PASSAGE TO READ

----------------------------------------

4. Optional: Our sieve array uses a whole byte to represent what is essentially one bit of information (either 0 or 1). Can you achieve a greater value of k if you use a different strategy for representing the sieve array?

---

Now that you have determined the largest integer k≤9 such that k-digit primes can be computed using our seive method, create a file /home/user/PDC/lab2/prime.list consisting of the primes between 2 and 10^k, one per line.

Note: Do not commit primes.list to git -- we want source code, not large data files, in your stogit repository.

If you want to prevent primes.list from appearing as an "untracked file" in git status commands, add the line

lab2/primes.list

to a file ~/PDC/.gitignore .

Use an ofstream object to create your file. Here's an example program that prints a string to a file:

    #include 
    #include 
    using namespace std;
    
    int main () {
      ofstream outfile ("/home/user/PDC/lab2/hello.out");
      outfile << "Hello, world!" << endl;
      outfile.close();
    }

Note: It's possible for a cluster node to create a file in your lab2 directory because your admin-node's home directory is shared with all the cluster nodes on that cluster (via NFS).

End of first submission stage.

Submit your work up to this step (or later) by Saturday, September 22, 2018 as follows:

• Use

  git commit --amend
  

  to update your most recent commit message to add the string

  submit lab2: first submit 
  

  to the existing message. Modify that added string if you have any clarifications about this submission (e.g., submit lab1: items 1-6 only ).

• Pull/push that commit.

  cumulus$  git pull origin master
  cumulus$  git push origin master
  

---

Write a new program big-primes.cpp that randomly generates 2k-digit numbers and checks whether they are primes, using your file prime.list .

----------------------------------------

REQUIRED ACTIONS
(1) Write out the part of the lab instructions that begins at the words "4. Optional: Our" and stops after "file ~/PDC/.gitignore .".
(2) By what date do the lab instructions say the work up to the first submission stage must be submitted?
The lines that follow have no connection to the lab instructions.

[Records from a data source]

----------------------------------------

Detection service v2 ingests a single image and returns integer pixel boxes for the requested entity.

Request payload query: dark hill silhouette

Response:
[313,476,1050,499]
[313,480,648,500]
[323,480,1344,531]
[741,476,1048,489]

----------------------------------------

RESPONSES BY TASK
(1)
4. Optional: Our sieve array uses a whole byte to represent what is essentially one bit of information (either 0 or 1). Can you achieve a greater value of k if you use a different strategy for representing the sieve array?

---

Now that you have determined the largest integer k≤9 such that k-digit primes can be computed using our seive method, create a file /home/user/PDC/lab2/prime.list consisting of the primes between 2 and 10^k, one per line.

Note: Do not commit primes.list to git -- we want source code, not large data files, in your stogit repository.

If you want to prevent primes.list from appearing as an "untracked file" in git status commands, add the line

lab2/primes.list

to a file ~/PDC/.gitignore .

(2) Saturday, September 22, 2018.